[Image-grounded pointing data]
++++

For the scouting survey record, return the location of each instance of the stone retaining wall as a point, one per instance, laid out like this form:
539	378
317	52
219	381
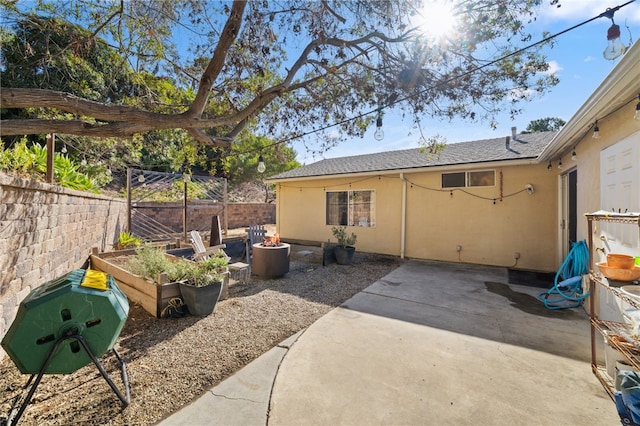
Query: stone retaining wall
46	231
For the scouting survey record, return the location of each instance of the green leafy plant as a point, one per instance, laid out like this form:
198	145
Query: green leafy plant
149	262
31	162
344	240
208	271
127	240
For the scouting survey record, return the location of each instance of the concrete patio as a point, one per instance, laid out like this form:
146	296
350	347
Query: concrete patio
431	343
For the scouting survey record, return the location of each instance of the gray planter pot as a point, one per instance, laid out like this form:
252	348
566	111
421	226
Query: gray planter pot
344	255
201	300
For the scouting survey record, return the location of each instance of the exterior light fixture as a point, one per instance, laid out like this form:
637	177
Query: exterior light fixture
615	46
379	134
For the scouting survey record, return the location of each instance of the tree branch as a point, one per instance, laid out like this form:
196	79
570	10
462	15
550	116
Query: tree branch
227	37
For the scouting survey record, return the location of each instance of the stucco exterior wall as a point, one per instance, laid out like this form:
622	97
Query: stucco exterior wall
437	221
613	129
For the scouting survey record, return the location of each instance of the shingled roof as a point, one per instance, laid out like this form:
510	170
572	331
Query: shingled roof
524	146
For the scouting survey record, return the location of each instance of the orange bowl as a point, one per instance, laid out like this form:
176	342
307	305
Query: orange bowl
619	274
620	261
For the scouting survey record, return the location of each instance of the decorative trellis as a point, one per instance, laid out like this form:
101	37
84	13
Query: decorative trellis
154	195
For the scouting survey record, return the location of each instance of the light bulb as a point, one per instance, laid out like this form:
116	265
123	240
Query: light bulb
615	46
379	134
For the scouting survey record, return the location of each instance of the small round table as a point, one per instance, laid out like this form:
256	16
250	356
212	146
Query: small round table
270	261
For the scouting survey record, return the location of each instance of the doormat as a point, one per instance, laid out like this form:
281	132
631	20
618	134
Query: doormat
531	278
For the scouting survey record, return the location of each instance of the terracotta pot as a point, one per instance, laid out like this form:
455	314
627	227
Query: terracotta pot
620	261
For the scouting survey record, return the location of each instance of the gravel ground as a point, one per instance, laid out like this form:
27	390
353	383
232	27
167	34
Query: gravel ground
170	362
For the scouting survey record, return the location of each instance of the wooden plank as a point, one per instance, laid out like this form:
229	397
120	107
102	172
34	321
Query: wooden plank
147	303
134	281
135	288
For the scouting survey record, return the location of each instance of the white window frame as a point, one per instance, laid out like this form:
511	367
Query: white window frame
366	220
468	174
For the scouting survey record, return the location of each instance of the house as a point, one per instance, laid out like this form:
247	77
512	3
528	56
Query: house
476	202
516	201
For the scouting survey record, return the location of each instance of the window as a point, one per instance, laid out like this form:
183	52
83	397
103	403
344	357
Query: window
351	208
464	179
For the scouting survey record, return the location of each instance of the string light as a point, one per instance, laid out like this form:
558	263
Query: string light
261	166
379	134
615	47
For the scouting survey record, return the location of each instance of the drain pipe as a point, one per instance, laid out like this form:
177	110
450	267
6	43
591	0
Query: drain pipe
403	219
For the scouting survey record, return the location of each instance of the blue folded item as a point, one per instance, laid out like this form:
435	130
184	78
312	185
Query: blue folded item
629	393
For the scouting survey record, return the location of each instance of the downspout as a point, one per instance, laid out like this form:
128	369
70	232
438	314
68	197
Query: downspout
403	219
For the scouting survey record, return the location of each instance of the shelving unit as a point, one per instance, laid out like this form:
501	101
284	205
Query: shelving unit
618	335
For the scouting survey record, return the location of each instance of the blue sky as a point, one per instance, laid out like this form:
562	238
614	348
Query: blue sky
576	58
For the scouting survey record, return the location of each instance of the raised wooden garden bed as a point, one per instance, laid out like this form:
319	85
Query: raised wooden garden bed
153	297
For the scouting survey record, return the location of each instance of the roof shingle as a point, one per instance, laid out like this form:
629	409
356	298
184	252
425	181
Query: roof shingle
524	146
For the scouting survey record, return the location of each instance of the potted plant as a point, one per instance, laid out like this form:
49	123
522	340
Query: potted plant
346	245
203	283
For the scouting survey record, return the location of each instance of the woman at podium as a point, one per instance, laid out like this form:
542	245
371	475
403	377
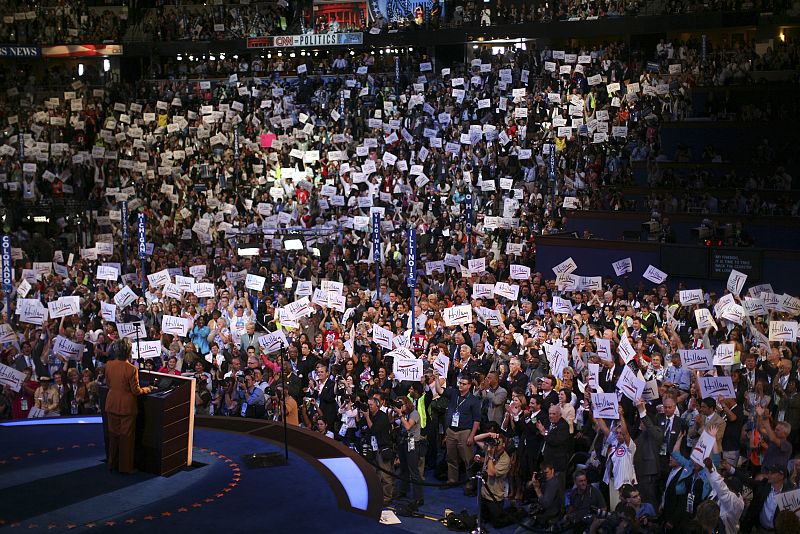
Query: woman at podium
122	379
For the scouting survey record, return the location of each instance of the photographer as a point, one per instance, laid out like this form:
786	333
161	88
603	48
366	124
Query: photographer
202	396
549	494
496	465
251	397
408	450
378	427
583	500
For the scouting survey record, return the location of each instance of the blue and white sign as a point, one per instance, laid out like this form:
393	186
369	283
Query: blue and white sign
376	237
412	257
124	219
142	237
399	10
8	280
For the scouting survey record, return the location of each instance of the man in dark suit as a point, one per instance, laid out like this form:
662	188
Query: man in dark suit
645	460
31	358
120	406
534	440
671	427
327	396
750	374
556	442
609	376
760	515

++++

** PROMPT **
Output each record above exactly as written. Skip any pictures.

** SOLUTION TO THIS TASK **
For the scouting survey record, return the location of each instance of the stone retaining wall as a point, one per instance, laid out like this form:
539	378
317	52
219	381
Query: stone retaining wall
46	231
For the scouting survey record, return the location of each instance of the green leafy plant as a point, one per instance, laid out like this form:
198	145
Query: green leafy plant
149	262
31	162
344	240
208	271
127	240
For the scouting survey record, return the location of each instance of the concrete patio as a point, one per instance, laid out like this form:
146	296
350	347
Query: concrete patio
431	343
For the scouting survey record, return the location of each instance of the gray planter pot as a point, one per instance, laid out like this form:
252	348
566	111
421	226
Query: gray planter pot
344	255
201	300
For the scouting survey record, return the location of each instance of the exterior light fixture as a point, one per instance, laid out like this form:
637	177
Query: exterior light fixture
615	46
379	134
For the scouting survey record, return the location of each instance of the tree branch as a point, one per instance, laid out like this form:
196	79
570	10
462	15
550	116
Query: tree branch
227	37
For the scouting survey record, return the location of each instance of the stucco exterior wall as a point, one per instance, laid out like this form:
622	97
Query: stucco exterior wall
437	221
613	129
For the scouting survey record, return the location of each instance of the shingled roof as a point, one per instance, laid out like this form:
510	170
572	331
Query: shingled roof
524	146
For the scouting survey record, return the location of each instance of the orange bowl as a point, one per instance, laid out like this form:
176	342
307	305
Query: orange bowl
619	274
620	261
For the scouting survey record, return the location of each instance of the decorative trellis as a point, one per instance, laid out like this form:
101	37
84	13
Query: decorative trellis
154	195
For the scouting survey record, return the location of each instance of the light bulb as a point, one per instance, laid out like this form:
116	265
123	240
Query: light bulb
615	46
379	134
For the scouting survey record, return the location of each instance of the small round table as a point, one per instance, laid out like this form:
256	16
250	356
212	146
Query: small round table
270	261
For the scouting survey record, return the location of each instance of the doormat as a point, one per instance, laid out like this form:
281	132
631	20
618	134
Query: doormat
531	278
For the scouting survey record, return the location of each instance of the terracotta pot as a point, one per instance, laid out like this form:
455	314
627	227
Query: terracotta pot
620	261
For the scouting survey record, return the location of each instance of the gravel ground as a point, one per instance, laid out like this form:
27	390
353	383
232	27
167	34
Query: gravel ground
170	362
For the scouting survey record, return the location of each instance of the wooden plank as a point, one per instance, laid out like this form:
229	397
120	107
102	172
34	321
Query: wooden plank
147	303
134	281
135	288
For the scouting survey record, return the location of each instance of the white window frame as a point, one per instance, laid out like this form:
511	367
Query: white window frame
366	220
468	174
For the scouting survey record, return the location of each instance of the house as a point, one per instance, laid out like this form:
247	77
512	3
528	56
Query: house
476	202
516	201
For the scouting survey record, return the location of each instance of the window as a point, one per instance, laid out like this form:
183	52
83	397
103	403
344	357
Query: window
351	208
464	179
For the scouting survey record, return the location of each instance of the string light as a point, one per instance, laid out like this form:
558	263
Query: string light
261	166
379	134
615	47
For the scouting survey record, return the location of each instance of the drain pipe as a point, one per instance, laid out like this form:
177	110
450	267
6	43
591	0
Query: drain pipe
403	219
For the scouting survey record, return the location of each instance of the blue folded item as a point, one per instance, laid out like this form:
435	130
184	78
312	185
Query: blue folded item
629	393
For the scouting survey record, return the location of each instance of the downspout as a point, one per instance, laid out like this form:
128	369
70	232
438	314
68	197
Query: downspout
403	219
For the scouting survey record, return the location of each instance of the shelving unit as a point, one per instance, laid out like this form:
501	101
284	205
Query: shelving unit
618	335
For the scouting survey record, return the location of each instance of the blue sky as a point, one per instance, laid out like this form:
562	238
614	348
Query: blue sky
576	58
For the scouting survey record, return the location of each instance of the raised wooden garden bed as a point, one per instance, laid out like this form:
319	85
Query: raised wooden garden bed
153	297
For the scouting survey record, return the location of each instance of the roof shingle as a point, one per instance, laid out like this form:
629	409
356	298
184	252
425	181
Query: roof shingle
524	146
For the scouting survey record, return the location of each instance of the potted plant as a point, one per instance, laid out like this form:
49	123
522	340
Query: potted plant
346	245
203	283
For the scouting survey record, return the location of each instance of the woman at podium as a point, one per instance, laid out like this form:
542	245
371	475
403	377
Query: woman at podium
122	379
For the scouting survey record, return the location of each instance of the photographer as a point, one per instance, laid out like this form:
786	333
161	88
603	48
366	124
Query: photographer
202	396
549	494
496	465
251	397
408	450
378	427
583	500
For the scouting survey record, return the location of each instance of the blue and white sign as a point, one per instance, laid out like this form:
393	186
369	283
Query: blue and white sign
376	237
412	257
124	219
142	237
399	10
8	280
For the scouting survey record, return the location of each instance of the man in dark suit as a point, one per instance, laid out like this form:
662	188
Query: man in dark suit
645	460
31	358
120	406
534	440
671	427
327	396
750	374
556	442
609	376
760	515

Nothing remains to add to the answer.